**TEXT SHOWN**:
● ● ● ●

In applicant’s prior registration(s), applicant claimed acquired distinctiveness under Trademark Act Section 2(f) unconditionally and not in the alternative in the initial application or a subsequent amendment.  Thus, applicant conceded that this wording was not inherently distinctive but was rather merely descriptive.  See Mini Melts, Inc. v. Reckitt Benckiser LLC, 118 USPQ2d 1464, 1479 (TTAB 2016) (citing Cold War Museum, Inc. v. Cold War Air Museum, Inc., 586 F.3d 1352, 1358, 92 USPQ2d 1626, 1629 (Fed. Cir. 2009)); TMEP §1212.02(b)-(c).  Accordingly, applicant’s prior registrations are probative to show that MONEYGRAM in the applied-for mark is not inherently distinctive in this case.  See In re Thomas Nelson, Inc., 97 USPQ2d 1712, 1713 (TTAB 2011); TMEP §1212.02(c).

● ● ● ●

**INFORMATION SHOWN**:
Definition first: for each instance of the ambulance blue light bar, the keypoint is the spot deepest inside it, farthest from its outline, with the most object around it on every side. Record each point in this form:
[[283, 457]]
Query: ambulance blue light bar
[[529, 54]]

● ● ● ●

**PROBLEMS**:
(1) Rewrite the paragraph of the trademark passage that begins "In applicant's prior registration(s)" in shorter form, keeping its main facts.
(2) Continue the passage on the MONEYGRAM trademark application, starting after its final sentence.

**ANSWERS BY TASK**:
(1) In its prior registrations, the applicant claimed acquired distinctiveness under Trademark Act Section 2(f). The claim was unconditional and not in the alternative, and it was made in the initial application or a later amendment. By doing so, the applicant conceded that the wording was merely descriptive and not inherently distinctive (Mini Melts, Inc. v. Reckitt Benckiser LLC, citing Cold War Museum, Inc. v. Cold War Air Museum, Inc.; TMEP §1212.02(b)-(c)). The prior registrations are therefore probative evidence that MONEYGRAM in the applied-for mark is not inherently distinctive (In re Thomas Nelson, Inc.; TMEP §1212.02(c)).

(2)
An applicant may not claim exclusive rights to terms that others may need to use to describe their goods and/or services in the marketplace.  See Dena Corp. v. Belvedere Int’l, Inc., 950 F.2d 1555, 1560, 21 USPQ2d 1047, 1051 (Fed. Cir. 1991); In re Aug. Storck KG, 218 USPQ 823, 825 (TTAB 1983).  A disclaimer of unregistrable matter does not affect the appearance of the mark; that is, a disclaimer does not physically remove the disclaimed matter from the mark.  See Schwarzkopf v. John H. Breck, Inc., 340 F.2d 978, 978, 144 USPQ 433, 433 (C.C.P.A. 1965); TMEP §1213. 

If applicant does not provide the required disclaimer, the USPTO may refuse to register the entire mark.  See In re Stereotaxis Inc., 429 F.3d 1039, 1040-41, 77 USPQ2d 1087, 1088-89 (Fed. Cir. 2005); TMEP §1213.01(b).

Applicant should submit a disclaimer in the following standardized format:

No claim is made to the exclusive right to use “MONEYGRAM” apart from the mark as shown.

For an overview of disclaimers and instructions on how to satisfy this disclaimer requirement online using the Trademark Electronic Application System (TEAS) form, please go to http://www.gov.uspto.report/trademarks/law/disclaimer.jsp.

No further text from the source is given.